*Extrait choisi:*
= = = = = = =

Ceux qui connaissent et aiment la culture russe, ou la culture française, ne peuvent être que pleins de douleur, qu’ils soient russes ou français, car on nous efface l’une et l’autre, et sans notre culture, nous ne serons plus nous-mêmes. Quand Poutine disait, la larme à l'oeil, qu'il ne voudrait plus vivre dans un monde dont la Russie aurait disparu, j'ai envie de lui répondre qu'il faudrait commencer par empêcher qu'on ne la fit disparaître de l'intérieur, qu'on ne la rende, comme la ville de Pereslavl, complètement méconnaissable. Car sans monde russe à sauver que signifie la guerre contre un occident lui-même dénaturé? Ici, du moins, pour l’instant, l’Eglise tient le coup, alors qu’en occident, elle s’est depuis longtemps couchée, et l’esprit de « l’orthodoxie occidentale intelligente et ouverte » ne me dit rien qui vaille. Je suis de plus en plus convaincue que je ne suis pas venue ici me mettre à l’abri mais obéir à une sorte de vocation, car il n’y a plus vraiment d’abri nulle part. Disons qu’en Russie, les occidentaux encore dignes de leurs ancêtres peuvent trouver un repli et un répit, et peut-être appuyer les Russes encore authentiques dans leur résistance.

= = = = = = =

*Données d'entrée:*
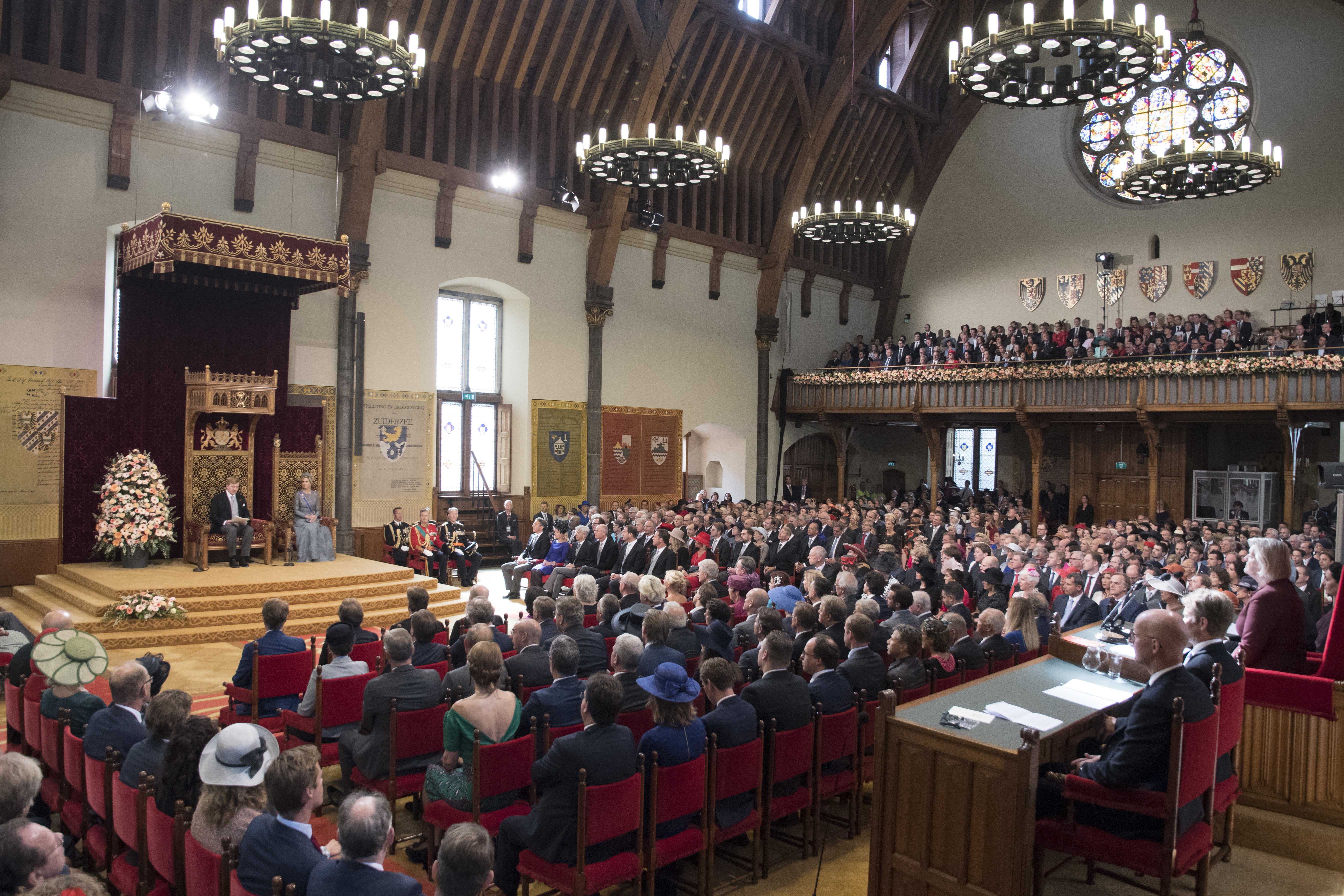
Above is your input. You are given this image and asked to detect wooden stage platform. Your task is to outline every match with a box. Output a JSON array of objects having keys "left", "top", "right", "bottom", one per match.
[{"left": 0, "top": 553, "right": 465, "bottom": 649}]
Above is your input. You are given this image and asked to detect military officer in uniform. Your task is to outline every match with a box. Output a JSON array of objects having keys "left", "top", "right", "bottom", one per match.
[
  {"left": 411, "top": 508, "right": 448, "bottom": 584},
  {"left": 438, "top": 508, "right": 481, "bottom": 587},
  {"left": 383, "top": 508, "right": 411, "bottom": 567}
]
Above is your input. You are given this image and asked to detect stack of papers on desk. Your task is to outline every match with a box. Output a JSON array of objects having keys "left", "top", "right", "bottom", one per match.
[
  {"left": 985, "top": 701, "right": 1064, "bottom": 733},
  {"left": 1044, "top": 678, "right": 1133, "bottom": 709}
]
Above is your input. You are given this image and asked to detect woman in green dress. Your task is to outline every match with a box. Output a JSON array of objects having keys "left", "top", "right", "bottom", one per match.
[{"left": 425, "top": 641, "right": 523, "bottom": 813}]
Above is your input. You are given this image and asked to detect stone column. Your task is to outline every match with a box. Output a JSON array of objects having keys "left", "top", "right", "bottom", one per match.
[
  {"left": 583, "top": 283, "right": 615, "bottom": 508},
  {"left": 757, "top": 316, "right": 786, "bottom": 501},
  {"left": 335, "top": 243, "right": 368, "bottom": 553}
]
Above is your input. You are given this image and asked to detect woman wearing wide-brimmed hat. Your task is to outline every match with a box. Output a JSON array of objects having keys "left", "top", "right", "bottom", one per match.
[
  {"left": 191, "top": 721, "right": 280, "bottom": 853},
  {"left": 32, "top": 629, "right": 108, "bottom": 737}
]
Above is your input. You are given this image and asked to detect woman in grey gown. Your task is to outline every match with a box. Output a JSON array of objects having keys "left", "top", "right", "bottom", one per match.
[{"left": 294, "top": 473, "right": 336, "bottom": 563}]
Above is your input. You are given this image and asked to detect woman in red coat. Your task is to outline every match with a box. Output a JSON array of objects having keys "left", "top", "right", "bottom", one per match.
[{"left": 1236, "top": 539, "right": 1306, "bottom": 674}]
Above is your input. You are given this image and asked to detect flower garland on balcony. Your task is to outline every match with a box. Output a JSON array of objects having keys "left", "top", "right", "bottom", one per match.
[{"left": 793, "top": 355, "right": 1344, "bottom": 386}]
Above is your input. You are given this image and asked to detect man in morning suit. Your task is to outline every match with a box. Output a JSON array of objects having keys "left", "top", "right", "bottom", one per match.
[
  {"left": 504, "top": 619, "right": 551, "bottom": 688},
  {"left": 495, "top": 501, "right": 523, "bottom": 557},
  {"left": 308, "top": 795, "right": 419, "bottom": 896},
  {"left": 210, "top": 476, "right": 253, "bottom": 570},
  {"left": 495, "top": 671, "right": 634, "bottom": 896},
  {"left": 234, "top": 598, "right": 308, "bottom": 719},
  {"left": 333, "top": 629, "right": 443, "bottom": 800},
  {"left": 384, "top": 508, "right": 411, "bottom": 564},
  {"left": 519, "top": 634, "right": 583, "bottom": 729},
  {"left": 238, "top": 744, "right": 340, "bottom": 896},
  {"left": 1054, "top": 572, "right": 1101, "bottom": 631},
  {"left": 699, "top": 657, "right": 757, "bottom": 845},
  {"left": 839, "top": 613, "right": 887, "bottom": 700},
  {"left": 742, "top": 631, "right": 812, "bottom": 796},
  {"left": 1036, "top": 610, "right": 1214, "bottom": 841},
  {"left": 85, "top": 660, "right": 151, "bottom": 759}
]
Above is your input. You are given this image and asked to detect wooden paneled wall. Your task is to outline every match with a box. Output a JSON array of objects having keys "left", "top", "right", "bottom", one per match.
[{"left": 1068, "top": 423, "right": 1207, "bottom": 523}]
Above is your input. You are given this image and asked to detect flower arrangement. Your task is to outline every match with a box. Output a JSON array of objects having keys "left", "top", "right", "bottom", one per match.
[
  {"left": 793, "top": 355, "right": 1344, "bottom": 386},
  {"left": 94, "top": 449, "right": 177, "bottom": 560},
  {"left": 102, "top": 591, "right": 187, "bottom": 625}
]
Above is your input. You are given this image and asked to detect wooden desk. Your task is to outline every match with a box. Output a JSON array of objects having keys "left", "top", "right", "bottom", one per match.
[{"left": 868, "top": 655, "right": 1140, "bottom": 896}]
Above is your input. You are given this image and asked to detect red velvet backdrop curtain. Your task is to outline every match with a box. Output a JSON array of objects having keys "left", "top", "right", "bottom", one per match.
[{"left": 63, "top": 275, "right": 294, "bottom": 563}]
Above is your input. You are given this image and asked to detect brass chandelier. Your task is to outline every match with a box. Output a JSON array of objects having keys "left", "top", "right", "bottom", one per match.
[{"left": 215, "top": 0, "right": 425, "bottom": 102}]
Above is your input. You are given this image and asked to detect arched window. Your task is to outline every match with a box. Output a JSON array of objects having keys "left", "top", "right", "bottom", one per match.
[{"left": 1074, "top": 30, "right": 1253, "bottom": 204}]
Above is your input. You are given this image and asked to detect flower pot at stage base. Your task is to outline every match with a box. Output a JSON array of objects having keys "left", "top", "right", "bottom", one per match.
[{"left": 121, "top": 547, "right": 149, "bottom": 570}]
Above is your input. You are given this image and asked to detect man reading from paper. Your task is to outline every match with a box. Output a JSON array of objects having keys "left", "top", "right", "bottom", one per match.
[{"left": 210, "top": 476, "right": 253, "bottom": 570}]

= = = = = = =

*À faire:*
1. Résumez en deux phrases l'extrait sur la culture russe.
2. Prolongez l'extrait sur la culture russe à la suite de sa dernière phrase.

*Réponses:*
1. L'extrait affirme que l'effacement des cultures russe et française ne peut que remplir de douleur ceux qui les aiment, et qu'avant de mener une guerre contre un Occident lui-même dénaturé, il faudrait empêcher qu'on fasse disparaître la Russie de l'intérieur. Il constate qu'en Russie l'Église tient encore, alors qu'en Occident elle s'est couchée depuis longtemps, et présente la venue dans ce pays comme une vocation plutôt qu'une recherche d'abri, la Russie offrant aux Occidentaux dignes de leurs ancêtres un repli et un répit.

2.
Je prie pour Andreï Belooussov, afin qu’il ne connaisse pas le destin de Stolypine et puisse mener à bien son nettoyage. Que Poutine l’ait nommé pour ce faire me rassure. Et puis mon père Valentin soutient Poutine, c'est vraiment la lueur qui me guide dans les ténèbres. Mon père Valentin n’a jamais été communiste, il est monarchiste, d’une culture encyclopédique et d’une intelligence exceptionnelle.

Un autre élément qui me donne de l’espoir, en Dieu, en l’archange saint Michel, en la providence, c’est la qualité des soldats russes et de ceux qui les aident, les conversions massives et les miracles, tout ce qui se passe « là bas », parallèlement aux histoires de brigands et aux bacchanales estivales de la plèbe dont l’Administration de Pereslavl admet, paraît-il, ouvertement favoriser l’élevage en batterie. Et aussi la mémoire génétique, le surgissement, malgré tout, de Russes inattendus et convaincus dans des familles où l'on avait perdu le souvenir de ce que c'était, avec l'estime pour ses ancêtres moujiks.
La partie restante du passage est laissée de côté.